## Position identification records
----
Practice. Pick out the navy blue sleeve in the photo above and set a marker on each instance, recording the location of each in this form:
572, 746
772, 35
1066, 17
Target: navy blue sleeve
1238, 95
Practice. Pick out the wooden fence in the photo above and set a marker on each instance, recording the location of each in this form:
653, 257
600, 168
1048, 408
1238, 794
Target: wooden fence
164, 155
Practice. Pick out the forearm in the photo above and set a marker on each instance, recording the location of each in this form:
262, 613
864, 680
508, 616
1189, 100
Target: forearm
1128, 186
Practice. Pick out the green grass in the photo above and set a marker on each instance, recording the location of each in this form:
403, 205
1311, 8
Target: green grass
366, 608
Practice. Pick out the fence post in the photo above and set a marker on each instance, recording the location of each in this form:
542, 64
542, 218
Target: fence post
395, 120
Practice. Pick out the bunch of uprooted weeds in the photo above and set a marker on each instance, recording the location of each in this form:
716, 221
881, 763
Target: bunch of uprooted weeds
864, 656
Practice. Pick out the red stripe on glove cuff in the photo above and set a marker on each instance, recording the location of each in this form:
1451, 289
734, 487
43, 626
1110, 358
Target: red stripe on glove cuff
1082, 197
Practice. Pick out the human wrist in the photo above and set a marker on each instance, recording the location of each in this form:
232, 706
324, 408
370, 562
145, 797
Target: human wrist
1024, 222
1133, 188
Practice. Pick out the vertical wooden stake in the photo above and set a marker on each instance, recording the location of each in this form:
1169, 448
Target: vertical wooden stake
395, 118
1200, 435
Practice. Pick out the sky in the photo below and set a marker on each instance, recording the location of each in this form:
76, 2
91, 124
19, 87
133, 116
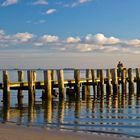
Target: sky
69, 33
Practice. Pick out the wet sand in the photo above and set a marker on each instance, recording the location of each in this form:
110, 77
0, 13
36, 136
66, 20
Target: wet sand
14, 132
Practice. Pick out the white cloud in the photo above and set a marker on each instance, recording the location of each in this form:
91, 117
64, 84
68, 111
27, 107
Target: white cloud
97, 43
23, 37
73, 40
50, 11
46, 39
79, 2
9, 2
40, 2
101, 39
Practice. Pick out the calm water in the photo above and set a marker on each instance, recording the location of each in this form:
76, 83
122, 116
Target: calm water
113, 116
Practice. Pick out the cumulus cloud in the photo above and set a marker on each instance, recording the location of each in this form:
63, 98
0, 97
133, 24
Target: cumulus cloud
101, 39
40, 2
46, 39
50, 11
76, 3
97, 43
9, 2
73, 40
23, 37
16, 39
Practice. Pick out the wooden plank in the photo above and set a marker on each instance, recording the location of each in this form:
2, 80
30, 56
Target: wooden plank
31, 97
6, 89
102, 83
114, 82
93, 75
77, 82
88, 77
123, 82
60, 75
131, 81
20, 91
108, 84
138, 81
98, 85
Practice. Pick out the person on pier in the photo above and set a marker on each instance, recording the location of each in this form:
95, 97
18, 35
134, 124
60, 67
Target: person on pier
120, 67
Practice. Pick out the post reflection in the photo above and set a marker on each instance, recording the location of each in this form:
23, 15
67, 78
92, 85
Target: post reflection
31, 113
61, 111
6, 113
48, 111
----
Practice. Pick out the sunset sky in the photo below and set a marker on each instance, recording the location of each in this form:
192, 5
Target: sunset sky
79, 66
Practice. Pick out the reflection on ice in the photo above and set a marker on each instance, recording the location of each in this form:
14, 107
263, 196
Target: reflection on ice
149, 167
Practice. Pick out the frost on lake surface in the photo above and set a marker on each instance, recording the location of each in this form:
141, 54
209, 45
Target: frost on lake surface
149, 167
----
## TASK DETAILS
Pick out every line of the rows above that contains the word "reflection", matching case, and copy each line in full.

## ANSWER FOR THE TASK
Practice. Pick out the post reflection in the photo above and set a marker on each instance, recording the location of each in this form:
Target: post reflection
Practice. Pick out the reflection on ice in the photo above and set a marker on each instance, recording the location of each in this form:
Target: reflection on ice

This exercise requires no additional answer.